Extrait cité:
11 À l’inverse, la preuve a démontré que d’autres petites librairies qui ont un inventaire spécialisé ou une clientèle particulière comparables à ceux de Little Sisters, avaient été ciblés de la même manière. Il y avait notamment la librairie d’ouvrages d’érudition «Pages» de Toronto, qui offre des études sur l’homosexualité et des ouvrages sur le VIH/SIDA, ainsi que «The Toronto Women’s Bookstore», une librairie féministe. «Crosstown Traffic», une librairie d’Ottawa, a fait l’objet de mesures similaires. Il semble qu’aucune surveillance générale de la sorte n’était exercée à l’égard du matériel érotique destiné aux hétérosexuels, même dans le cas de librairies dites «pour adultes» ne vendant rien d’autre.

12 Little Sisters se plaint que le fait que ses commandes soient fréquemment retenues et que certains des articles retenus soient subséquemment prohibés a des effets néfastes pour son entreprise, notamment en perturbant des lancements de livres, en lui faisant perdre des ventes au profit de concurrents qui ont sur leurs rayons les articles retenus ou prohibés, ainsi que des articles comme les magazines, dont la valeur commerciale dépend du moment où ils sont offerts. La présente affaire ne porte toutefois pas sur des pertes commerciales, mais plutôt sur la perte, par une minorité, de la liberté de lire et d’être exposée à un large éventail d’écrits et de représentations — dont certains auraient une grande valeur artistique — en raison, d’affirmer les appelants, du refus de l’administration de dédouaner et laisser entrer au pays du matériel parfaitement licite.

Données:

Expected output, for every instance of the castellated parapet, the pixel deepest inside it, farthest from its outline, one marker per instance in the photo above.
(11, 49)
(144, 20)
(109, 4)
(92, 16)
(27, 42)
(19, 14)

Travail demandé:
**a.** Reproduisez le passage de l'extrait sur la librairie Little Sisters qui commence par « 12 Little Sisters » et se poursuit jusqu'à « matériel parfaitement licite. ».
**b.** Poursuivez l'extrait sur la librairie Little Sisters après sa dernière phrase.

Corrigé:
**a.**
12 Little Sisters se plaint que le fait que ses commandes soient fréquemment retenues et que certains des articles retenus soient subséquemment prohibés a des effets néfastes pour son entreprise, notamment en perturbant des lancements de livres, en lui faisant perdre des ventes au profit de concurrents qui ont sur leurs rayons les articles retenus ou prohibés, ainsi que des articles comme les magazines, dont la valeur commerciale dépend du moment où ils sont offerts. La présente affaire ne porte toutefois pas sur des pertes commerciales, mais plutôt sur la perte, par une minorité, de la liberté de lire et d’être exposée à un large éventail d’écrits et de représentations — dont certains auraient une grande valeur artistique — en raison, d’affirmer les appelants, du refus de l’administration de dédouaner et laisser entrer au pays du matériel parfaitement licite.

**b.**
13 Little Sisters a mentionné que, de 1984 à 1994, 261 articles avaient été retenus, dont 77 à plus d’une occasion. Certains des articles retenus ou prohibés avaient auparavant été jugés admissibles à l’occasion d’importations antérieures par Little Sisters. Le juge de première instance a fait remarquer (au par. 75) qu’un [traduction] «exemple frappant de cela» est le recueil de nouvelles intitulé Macho Sluts, écrit par Pat Califia, un auteur réputé. Ce recueil a été prohibé en vertu de l’art. 58 de la Loi sur les douanes, L.R.C. (1985), ch. 1 (2e suppl.), à quatre occasions depuis le 23 octobre 1989, date à laquelle il a été jugé admissible au terme du réexamen prévu à l’art. 63. La satire Hothead Paisan a été prohibée lorsqu’elle a été commandée par Little Sisters et elle l’a également été, à une reprise, à l’occasion d’une commande de The Women’s Bookstore à Toronto, mais elle a été dédouanée en faveur de cette dernière sans problème lors de commandes ultérieures. Le juge de première instance a relevé 35 autres publications qui ont été prohibées après avoir été jugées admissibles plus tôt par les Douanes. De nombreux titres qui ont été prohibés lorsque Little Sisters a tenté de les importer se trouvent sur les rayons de la bibliothèque publique de Vancouver, notamment Gay Ideas, Tom of Finland, The Men With the Pink Triangle, Dzeleron: Myths of the Northwest Coast, Gay Spirit et The Sexual Politics of Meat. Les fonctionnaires des douanes ont apparemment été intrigués par les titres.

II. L’étendue du mandat des Douanes

14 Des fonctionnaires des douanes ont témoigné qu’il y a environ 10,5 millions de déclarations de marchandises chaque année et que, chaque jour, le centre de courrier des Douanes de Vancouver reçoit de 20 000 à 40 000 pièces postales. Une bonne partie de ce courrier a une valeur commerciale et doit être triée et classée à des fins tarifaires. Dans le cadre de cette procédure de classement, le Parlement a chargé les autorités douanières d’intercepter et d’exclure du pays les marchandises obscènes, haineuses ou de nature à fomenter la trahison ou la sédition.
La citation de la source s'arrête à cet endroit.